EXERCISE DIRECTIONS:
Nothing should be left out: output all of the entries exactly.

PROVIDED RECORDS:
.....
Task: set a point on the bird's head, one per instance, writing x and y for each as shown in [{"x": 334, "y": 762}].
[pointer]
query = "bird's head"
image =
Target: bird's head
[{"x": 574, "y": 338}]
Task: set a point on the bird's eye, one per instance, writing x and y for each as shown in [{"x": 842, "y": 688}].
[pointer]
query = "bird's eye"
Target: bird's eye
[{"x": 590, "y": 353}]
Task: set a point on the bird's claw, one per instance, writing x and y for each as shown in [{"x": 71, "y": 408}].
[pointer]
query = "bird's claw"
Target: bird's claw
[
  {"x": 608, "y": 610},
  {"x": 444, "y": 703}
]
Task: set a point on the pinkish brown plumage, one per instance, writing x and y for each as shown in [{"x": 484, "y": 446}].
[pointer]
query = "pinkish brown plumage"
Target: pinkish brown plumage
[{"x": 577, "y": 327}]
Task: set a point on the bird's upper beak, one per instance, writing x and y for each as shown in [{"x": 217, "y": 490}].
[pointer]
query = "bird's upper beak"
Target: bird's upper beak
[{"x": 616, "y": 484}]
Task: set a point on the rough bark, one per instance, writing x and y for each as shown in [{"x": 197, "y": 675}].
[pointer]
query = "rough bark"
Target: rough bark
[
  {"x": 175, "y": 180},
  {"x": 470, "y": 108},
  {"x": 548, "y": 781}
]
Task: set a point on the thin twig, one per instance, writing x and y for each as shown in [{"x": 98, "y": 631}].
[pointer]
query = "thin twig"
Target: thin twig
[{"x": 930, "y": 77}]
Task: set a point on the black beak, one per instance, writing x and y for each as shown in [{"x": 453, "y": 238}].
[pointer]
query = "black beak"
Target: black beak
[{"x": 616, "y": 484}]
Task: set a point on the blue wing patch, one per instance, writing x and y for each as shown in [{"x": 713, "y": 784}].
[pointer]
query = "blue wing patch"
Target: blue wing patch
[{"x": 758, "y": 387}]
.....
EXERCISE OUTPUT:
Task: set a point on the bird's head, one per instance, writing x and y for each as shown in [{"x": 334, "y": 762}].
[pointer]
query = "bird's head"
image =
Target: bird's head
[{"x": 574, "y": 338}]
Task: set a point on the bird's eye, one per instance, writing x and y for each as shown in [{"x": 842, "y": 688}].
[pointer]
query = "bird's eye"
Target: bird's eye
[{"x": 590, "y": 353}]
Task: set a point on the bird's claw, one per instance, writing x and y for each as shown in [{"x": 71, "y": 408}].
[pointer]
query = "bird's claw"
Target: bird's claw
[
  {"x": 608, "y": 610},
  {"x": 444, "y": 703}
]
Task: set a point on the pinkish brown plumage, one per instance, writing x and y for each as shown in [{"x": 484, "y": 446}].
[pointer]
query = "pinkish brown plumage"
Target: pinkish brown plumage
[{"x": 577, "y": 327}]
Task: set a point on the bird's upper beak, one per instance, writing x and y for each as shown in [{"x": 217, "y": 490}].
[pointer]
query = "bird's upper beak"
Target: bird's upper beak
[{"x": 616, "y": 484}]
Task: set a point on the rough bark, one per instance, writing x and y for each as shown in [{"x": 197, "y": 675}].
[pointer]
query = "rough bark"
Target: rough bark
[
  {"x": 175, "y": 180},
  {"x": 470, "y": 108},
  {"x": 548, "y": 781}
]
Task: set a point on the thin twig, one per instance, writing x and y for each as shown in [{"x": 98, "y": 631}].
[pointer]
query = "thin twig"
Target: thin twig
[{"x": 930, "y": 77}]
Task: set a point on the black beak, one per instance, writing x and y for each as shown in [{"x": 453, "y": 238}].
[pointer]
query = "black beak"
Target: black beak
[{"x": 616, "y": 484}]
Task: set a point on the blue wing patch, one per instance, writing x and y for each as shown in [{"x": 713, "y": 784}].
[pointer]
query = "blue wing patch"
Target: blue wing patch
[{"x": 758, "y": 387}]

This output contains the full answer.